### ENTRIES SHOWN:
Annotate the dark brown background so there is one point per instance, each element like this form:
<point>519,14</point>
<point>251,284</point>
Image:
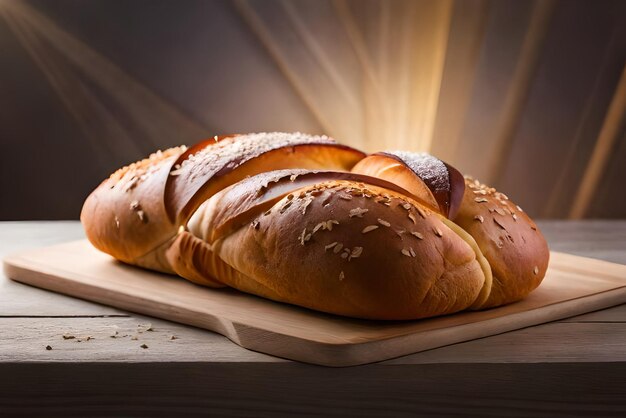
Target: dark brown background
<point>529,100</point>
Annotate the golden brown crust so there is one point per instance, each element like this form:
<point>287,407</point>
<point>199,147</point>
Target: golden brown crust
<point>364,248</point>
<point>509,239</point>
<point>361,251</point>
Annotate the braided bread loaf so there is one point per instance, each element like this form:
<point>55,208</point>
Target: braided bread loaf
<point>303,220</point>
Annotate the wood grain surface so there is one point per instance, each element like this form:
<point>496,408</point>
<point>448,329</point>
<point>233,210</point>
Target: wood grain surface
<point>571,367</point>
<point>573,285</point>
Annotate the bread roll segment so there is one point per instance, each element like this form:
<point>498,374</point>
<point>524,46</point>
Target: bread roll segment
<point>511,242</point>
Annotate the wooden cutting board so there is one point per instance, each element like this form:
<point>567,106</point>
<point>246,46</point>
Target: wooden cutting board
<point>573,285</point>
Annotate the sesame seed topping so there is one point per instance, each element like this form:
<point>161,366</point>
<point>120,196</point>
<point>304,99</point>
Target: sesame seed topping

### EXERCISE PROMPT:
Can you render all the records above as a JSON list of strings, with one string per line and blank lines skipped? Leave the pictures out.

### REPLY TO THE TASK:
[
  "Annotate the dark brown background so there is one point per instance, each element like this form:",
  "<point>519,14</point>",
  "<point>251,284</point>",
  "Image:",
  "Target: dark brown background",
  "<point>529,100</point>",
  "Annotate the golden brown crust so there is one point per instance, each element like this form:",
  "<point>287,407</point>",
  "<point>199,147</point>",
  "Target: golden brown crust",
  "<point>364,248</point>",
  "<point>509,239</point>",
  "<point>361,251</point>",
  "Annotate the braided bread loaf so there is one point per instance, each element like this form:",
  "<point>55,208</point>",
  "Target: braided bread loaf",
  "<point>303,220</point>",
  "Annotate the wood grain surface so there is one point per instance, each element like this form:",
  "<point>496,408</point>",
  "<point>448,329</point>",
  "<point>233,210</point>",
  "Target: wood grain surface",
  "<point>571,367</point>",
  "<point>573,285</point>",
  "Annotate the bread roll segment so there is one point per instance, each element like this form:",
  "<point>498,374</point>",
  "<point>524,46</point>",
  "Target: bread roll segment",
  "<point>511,242</point>",
  "Annotate the wooden cutting board so there is one point per instance, each element like this form:",
  "<point>567,106</point>",
  "<point>246,46</point>",
  "Target: wooden cutting board",
  "<point>573,285</point>",
  "Annotate the sesame seed topping so there is one point per instance, each element like this form:",
  "<point>161,366</point>",
  "<point>120,196</point>",
  "<point>304,99</point>",
  "Target: sesame seed topping"
]